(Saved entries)
───
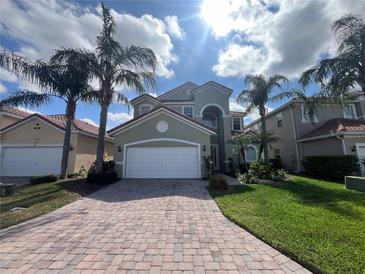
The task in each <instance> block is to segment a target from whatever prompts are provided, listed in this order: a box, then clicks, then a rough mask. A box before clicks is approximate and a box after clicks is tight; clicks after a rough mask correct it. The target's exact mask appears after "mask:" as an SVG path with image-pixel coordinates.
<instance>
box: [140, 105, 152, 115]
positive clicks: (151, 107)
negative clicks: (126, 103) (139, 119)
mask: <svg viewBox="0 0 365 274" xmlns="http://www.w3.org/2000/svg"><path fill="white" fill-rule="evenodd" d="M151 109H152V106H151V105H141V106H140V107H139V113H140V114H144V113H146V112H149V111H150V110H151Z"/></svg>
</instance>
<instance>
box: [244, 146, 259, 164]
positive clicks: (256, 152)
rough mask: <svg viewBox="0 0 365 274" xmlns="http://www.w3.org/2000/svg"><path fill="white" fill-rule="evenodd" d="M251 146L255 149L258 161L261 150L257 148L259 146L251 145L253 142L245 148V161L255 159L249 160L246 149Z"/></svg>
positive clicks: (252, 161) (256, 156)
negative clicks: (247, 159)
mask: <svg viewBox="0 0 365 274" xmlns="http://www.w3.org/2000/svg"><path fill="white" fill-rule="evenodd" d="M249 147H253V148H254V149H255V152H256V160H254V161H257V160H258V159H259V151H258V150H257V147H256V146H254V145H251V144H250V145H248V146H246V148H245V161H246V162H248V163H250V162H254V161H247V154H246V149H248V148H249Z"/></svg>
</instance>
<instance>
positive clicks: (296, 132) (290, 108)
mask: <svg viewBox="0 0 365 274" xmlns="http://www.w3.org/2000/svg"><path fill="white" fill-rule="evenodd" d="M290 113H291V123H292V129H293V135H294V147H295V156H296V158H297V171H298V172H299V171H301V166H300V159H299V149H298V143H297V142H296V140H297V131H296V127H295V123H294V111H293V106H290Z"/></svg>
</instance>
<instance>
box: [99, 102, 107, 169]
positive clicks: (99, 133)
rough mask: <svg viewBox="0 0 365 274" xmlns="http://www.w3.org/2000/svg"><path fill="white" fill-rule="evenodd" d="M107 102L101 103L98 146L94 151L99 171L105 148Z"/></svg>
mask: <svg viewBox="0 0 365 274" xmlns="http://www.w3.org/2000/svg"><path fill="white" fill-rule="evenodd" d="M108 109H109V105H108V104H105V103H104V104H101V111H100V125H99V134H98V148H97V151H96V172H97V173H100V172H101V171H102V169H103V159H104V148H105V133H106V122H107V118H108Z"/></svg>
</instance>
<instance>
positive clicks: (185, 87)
───
> **Try it**
Each record above must be returned exactly as written, with its pictures omitted.

> **Completed task**
The task in each <instance> block is to segment a target from whatever prompts are provided, listed in this order: a box, then clicks, then a rough mask. A box before clicks is approximate and a box after clicks is tight; clicks after a rough mask correct it. The target's exact mask appears after "mask:" as an SVG path with image-pixel coordinates.
<instance>
box: [140, 105, 152, 115]
positive clicks: (151, 107)
negative clicks: (126, 103) (139, 119)
mask: <svg viewBox="0 0 365 274" xmlns="http://www.w3.org/2000/svg"><path fill="white" fill-rule="evenodd" d="M151 109H152V106H151V105H141V106H140V107H139V113H140V114H144V113H146V112H149V111H150V110H151Z"/></svg>
</instance>
<instance>
box: [244, 146, 259, 164]
positive clicks: (256, 152)
rough mask: <svg viewBox="0 0 365 274" xmlns="http://www.w3.org/2000/svg"><path fill="white" fill-rule="evenodd" d="M251 146L255 149L258 161L261 150L257 148L259 146L251 145L253 142L245 148V161L255 159L249 160L246 149Z"/></svg>
positive clicks: (252, 161) (256, 156)
negative clicks: (247, 159)
mask: <svg viewBox="0 0 365 274" xmlns="http://www.w3.org/2000/svg"><path fill="white" fill-rule="evenodd" d="M249 147H253V148H254V149H255V152H256V160H254V161H257V160H258V159H259V151H258V150H257V147H256V146H254V145H251V144H250V145H248V146H246V148H245V161H246V162H248V163H250V162H254V161H247V154H246V149H248V148H249Z"/></svg>
</instance>
<instance>
positive clicks: (296, 132) (290, 108)
mask: <svg viewBox="0 0 365 274" xmlns="http://www.w3.org/2000/svg"><path fill="white" fill-rule="evenodd" d="M290 113H291V123H292V129H293V135H294V147H295V156H296V158H297V171H298V172H299V171H301V166H300V159H299V149H298V143H297V142H296V140H297V131H296V127H295V123H294V111H293V106H290Z"/></svg>
</instance>
<instance>
box: [99, 102, 107, 169]
positive clicks: (99, 133)
rough mask: <svg viewBox="0 0 365 274" xmlns="http://www.w3.org/2000/svg"><path fill="white" fill-rule="evenodd" d="M107 102L101 103L98 146L94 151L99 171L105 148Z"/></svg>
mask: <svg viewBox="0 0 365 274" xmlns="http://www.w3.org/2000/svg"><path fill="white" fill-rule="evenodd" d="M108 109H109V105H108V104H105V103H104V104H101V111H100V125H99V134H98V148H97V151H96V172H97V173H100V172H101V171H102V169H103V159H104V148H105V133H106V122H107V118H108Z"/></svg>
</instance>
<instance>
positive clicks: (185, 87)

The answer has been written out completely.